- _What you will do_
Transcribe each of the lines below without any changes.

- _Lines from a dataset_
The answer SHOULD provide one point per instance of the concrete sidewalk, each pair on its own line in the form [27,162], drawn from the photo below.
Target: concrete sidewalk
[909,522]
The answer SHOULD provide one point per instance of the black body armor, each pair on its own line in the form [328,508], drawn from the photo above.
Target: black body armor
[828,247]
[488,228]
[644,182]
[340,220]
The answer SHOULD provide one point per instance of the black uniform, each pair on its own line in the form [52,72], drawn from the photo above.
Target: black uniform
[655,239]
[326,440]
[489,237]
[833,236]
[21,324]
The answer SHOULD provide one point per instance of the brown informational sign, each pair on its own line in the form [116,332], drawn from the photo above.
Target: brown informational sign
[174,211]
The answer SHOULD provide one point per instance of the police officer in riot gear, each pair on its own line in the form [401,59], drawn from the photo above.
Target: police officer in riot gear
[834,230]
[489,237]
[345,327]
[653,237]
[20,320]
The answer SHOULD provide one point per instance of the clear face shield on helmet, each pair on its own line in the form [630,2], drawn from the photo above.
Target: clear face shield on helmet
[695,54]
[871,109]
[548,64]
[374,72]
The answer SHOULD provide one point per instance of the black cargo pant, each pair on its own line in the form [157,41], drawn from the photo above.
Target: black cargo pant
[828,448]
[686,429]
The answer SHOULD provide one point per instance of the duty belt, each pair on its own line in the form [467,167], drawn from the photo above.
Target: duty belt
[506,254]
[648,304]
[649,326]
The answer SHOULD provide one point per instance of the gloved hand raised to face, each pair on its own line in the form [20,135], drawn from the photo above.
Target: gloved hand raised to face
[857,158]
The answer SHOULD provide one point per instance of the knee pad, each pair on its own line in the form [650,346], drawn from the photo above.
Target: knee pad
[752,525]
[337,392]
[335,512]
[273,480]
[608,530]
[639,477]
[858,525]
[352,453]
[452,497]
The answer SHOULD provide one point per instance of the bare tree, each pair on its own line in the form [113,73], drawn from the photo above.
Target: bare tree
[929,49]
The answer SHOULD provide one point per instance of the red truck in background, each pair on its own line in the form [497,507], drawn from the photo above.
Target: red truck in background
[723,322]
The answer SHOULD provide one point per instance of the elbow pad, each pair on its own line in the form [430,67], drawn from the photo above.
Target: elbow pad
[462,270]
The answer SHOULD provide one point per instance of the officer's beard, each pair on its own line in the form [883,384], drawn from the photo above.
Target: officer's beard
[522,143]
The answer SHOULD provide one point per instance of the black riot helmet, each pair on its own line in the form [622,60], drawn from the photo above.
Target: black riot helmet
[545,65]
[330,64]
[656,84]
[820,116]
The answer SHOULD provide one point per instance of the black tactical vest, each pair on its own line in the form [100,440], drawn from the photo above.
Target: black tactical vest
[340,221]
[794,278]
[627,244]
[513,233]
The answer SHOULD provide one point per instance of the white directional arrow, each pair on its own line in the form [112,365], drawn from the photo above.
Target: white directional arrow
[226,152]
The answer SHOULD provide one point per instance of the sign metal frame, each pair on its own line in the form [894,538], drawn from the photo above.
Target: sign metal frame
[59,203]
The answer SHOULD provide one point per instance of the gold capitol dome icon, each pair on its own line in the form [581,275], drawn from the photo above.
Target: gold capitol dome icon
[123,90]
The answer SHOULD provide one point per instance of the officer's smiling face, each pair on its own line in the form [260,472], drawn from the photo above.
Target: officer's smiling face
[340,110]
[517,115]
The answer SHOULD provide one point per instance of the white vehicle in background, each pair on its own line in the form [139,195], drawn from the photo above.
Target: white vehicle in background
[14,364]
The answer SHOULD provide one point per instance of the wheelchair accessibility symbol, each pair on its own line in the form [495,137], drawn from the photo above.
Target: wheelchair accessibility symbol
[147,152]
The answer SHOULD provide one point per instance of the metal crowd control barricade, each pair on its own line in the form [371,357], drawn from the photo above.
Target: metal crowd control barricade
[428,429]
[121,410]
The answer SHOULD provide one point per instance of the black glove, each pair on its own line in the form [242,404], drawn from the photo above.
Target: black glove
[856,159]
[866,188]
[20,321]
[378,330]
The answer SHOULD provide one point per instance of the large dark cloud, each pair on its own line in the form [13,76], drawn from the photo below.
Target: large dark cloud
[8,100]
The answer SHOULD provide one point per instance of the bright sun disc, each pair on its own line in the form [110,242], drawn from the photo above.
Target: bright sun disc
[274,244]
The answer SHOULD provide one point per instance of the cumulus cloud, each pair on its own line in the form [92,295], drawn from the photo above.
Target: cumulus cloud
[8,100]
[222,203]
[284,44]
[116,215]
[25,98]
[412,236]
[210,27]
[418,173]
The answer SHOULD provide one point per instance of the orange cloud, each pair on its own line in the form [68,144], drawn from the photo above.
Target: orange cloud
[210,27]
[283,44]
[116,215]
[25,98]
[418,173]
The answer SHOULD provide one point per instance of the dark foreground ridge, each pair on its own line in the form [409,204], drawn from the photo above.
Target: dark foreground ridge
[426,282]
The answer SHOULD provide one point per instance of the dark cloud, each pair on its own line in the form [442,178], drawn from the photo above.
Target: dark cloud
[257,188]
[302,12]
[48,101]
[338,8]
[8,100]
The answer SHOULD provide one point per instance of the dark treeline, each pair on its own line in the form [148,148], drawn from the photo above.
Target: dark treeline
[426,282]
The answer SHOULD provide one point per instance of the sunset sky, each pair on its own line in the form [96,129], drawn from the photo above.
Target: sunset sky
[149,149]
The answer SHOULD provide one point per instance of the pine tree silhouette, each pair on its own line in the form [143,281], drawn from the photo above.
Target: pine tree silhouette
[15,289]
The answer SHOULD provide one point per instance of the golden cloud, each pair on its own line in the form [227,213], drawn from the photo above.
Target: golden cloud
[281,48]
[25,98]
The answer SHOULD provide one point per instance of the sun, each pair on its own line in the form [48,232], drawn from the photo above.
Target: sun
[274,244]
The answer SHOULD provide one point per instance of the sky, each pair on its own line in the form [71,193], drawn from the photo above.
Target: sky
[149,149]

- _Finished task_
The answer SHOULD provide one point per instance of the concrete sidewalk, each pair on its own line in the form [27,162], drawn from the photo below.
Target: concrete sidewalk
[909,522]
The answer SHOULD provide one point per instance of the black body armor, each pair on its own line in the form [328,508], drawn from the photo above.
Target: black body armor
[828,247]
[488,228]
[644,182]
[340,220]
The answer SHOULD provide one point per instance of the black uniform, each pair on its own line in the form [52,72], drawn from the photo above.
Target: black uniform
[655,239]
[326,440]
[489,237]
[833,236]
[21,324]
The answer SHOULD provide one point per instance of the brown informational sign, each pair on its own line in the form [116,332], drawn from the photo above.
Target: brown informational sign
[174,211]
The answer SHOULD provide one point per instance of the police officer in riot gear, each pair on its own line in the form [401,59], drawn from the photo above.
Target: police officer in riot gear
[834,230]
[489,237]
[345,327]
[653,237]
[20,320]
The answer SHOULD provide one point per instance of the clear face shield on helmet, each pair on its own line in the form [630,2], drawn from the photo above.
Target: clear face shield on helmet
[695,54]
[871,109]
[548,64]
[374,72]
The answer SHOULD provide one point per instance of the black cargo pant, each pair on its own line in the form [157,41], drawn from the photo above.
Target: black cargo pant
[828,448]
[686,429]
The answer SHOULD provide one point per instance of the duty belt, each pair on its own line in the form [467,167], drawn from the photo above.
Target: duty belt
[506,254]
[648,304]
[649,326]
The answer SHOULD provide one point per instance of the gloved hand raised to face, each pair on its own line in the form [20,135], drawn from the photo above.
Target: gloved hand raised to face
[857,158]
The answer SHOULD provide one point per instance of the knee pad, each pair on its own line in the form [650,346], drawn from the photo above.
Target: knee pad
[752,525]
[337,392]
[335,512]
[273,480]
[608,530]
[639,477]
[858,525]
[352,453]
[452,497]
The answer SHOULD provide one point per instance of the bare tree, each pair on its own line in the form [113,73], drawn from the photo above.
Target: bare tree
[929,49]
The answer SHOULD provide one point per instance of the red truck in background, each pair on its own line in the form [497,507], drawn from the photo above.
Target: red truck in background
[723,322]
The answer SHOULD provide one point per instance of the elbow pad, each pair on its own line in the form [430,67], drawn from the photo above.
Target: elbow pad
[462,270]
The answer SHOULD provide one point per instance of the officer's beard, each pair on its own line in the form [883,384], drawn from the photo above.
Target: officer's beard
[522,143]
The answer SHOULD provide one point per instance of the black riot helmet, each pair on its own line in the form [622,60], drawn from the photo above.
Target: black riot helmet
[545,65]
[330,64]
[656,84]
[820,116]
The answer SHOULD provide one point per instance of the black tactical vest, each pair on its own line in the form [100,440], drawn from the photo above.
Target: black tactical vest
[340,221]
[794,278]
[627,244]
[513,233]
The answer SHOULD provide one point per instance of the white directional arrow, each pair on its own line in the form [112,365], drawn from the photo above.
Target: white directional arrow
[226,152]
The answer SHOULD provide one point per instance of the sign metal frame, each pair on its own line in the form [894,538], drawn from the photo above.
Target: sign metal frame
[59,203]
The answer SHOULD provide one point per instance of the gold capitol dome icon, each pair on its own line in the form [581,275], drawn from the photo above.
Target: gold capitol dome icon
[123,90]
The answer SHOULD provide one point per instance of the officer's smiling face, each pair on its own line in the form [260,472], drawn from the photo above.
Target: officer's smiling face
[340,110]
[517,115]
The answer SHOULD provide one point per instance of the white vehicle in background, each pair on its own line in the form [139,195], drawn from the photo above.
Target: white vehicle in background
[14,364]
The answer SHOULD provide one point per instance of the wheelchair accessibility symbol, each pair on its own line in the form [495,137], drawn from the photo above.
Target: wheelchair accessibility symbol
[147,152]
The answer SHOULD provide one point per instance of the metal crowd control barricade, each pair on its own line in the form [371,357], drawn from the photo above.
Target: metal crowd control barricade
[428,429]
[121,410]
The answer SHOULD provide one point per instance of the black glove, each pair on its own line in the form [242,404], drawn from the photo above.
Target: black glove
[856,159]
[866,188]
[20,321]
[378,330]
The answer SHOULD provide one point per instance of the large dark cloud, each pair on its own line in the form [13,76], drawn from the photo below.
Target: large dark cloud
[8,100]
The answer SHOULD provide one point per instance of the bright sun disc, each pair on its own line in the form [110,242], drawn from the photo above.
Target: bright sun disc
[274,244]
The answer SHOULD provide one point per instance of the cumulus cloud, each pair on its own line in the form [92,295], drawn from the photo above.
Target: cumulus cloud
[8,100]
[222,203]
[284,44]
[116,215]
[25,98]
[412,236]
[210,27]
[418,173]
The answer SHOULD provide one point per instance of the orange cloud, each pair on its own line in the form [68,144], drawn from the photo above.
Target: orange cloud
[210,27]
[283,44]
[116,215]
[25,98]
[418,173]
The answer SHOULD provide one point per instance of the dark foreground ridge, each pair on its own line in the form [409,204], drawn from the photo above.
Target: dark foreground ridge
[426,282]
The answer SHOULD provide one point per instance of the dark cloud, each pair on its own line in the form [442,178], drawn from the photo above.
Target: dark cloud
[257,188]
[302,12]
[48,101]
[338,8]
[8,100]
The answer SHOULD provide one point per instance of the dark treeline, each pair on its own line in the form [148,148], drawn from the photo above.
Target: dark treeline
[426,282]
The answer SHOULD provide one point per instance of the sunset sky, each pair on its own line in the form [96,129], drawn from the photo above.
Target: sunset sky
[149,149]
The answer SHOULD provide one point per instance of the pine tree silhouette, each pair on its own line in the form [143,281], drawn from the photo above.
Target: pine tree silhouette
[15,289]
The answer SHOULD provide one point per instance of the golden cloud, each pair on its own line in the form [227,213], drawn from the photo above.
Target: golden cloud
[281,48]
[25,98]
The answer SHOULD provide one point per instance of the sun, each pair on its own line in the form [48,232], drawn from the photo above.
Target: sun
[274,244]
The answer SHOULD provide one point per instance of the sky, each pair on its own line in the form [71,193], drawn from the photo above.
Target: sky
[149,149]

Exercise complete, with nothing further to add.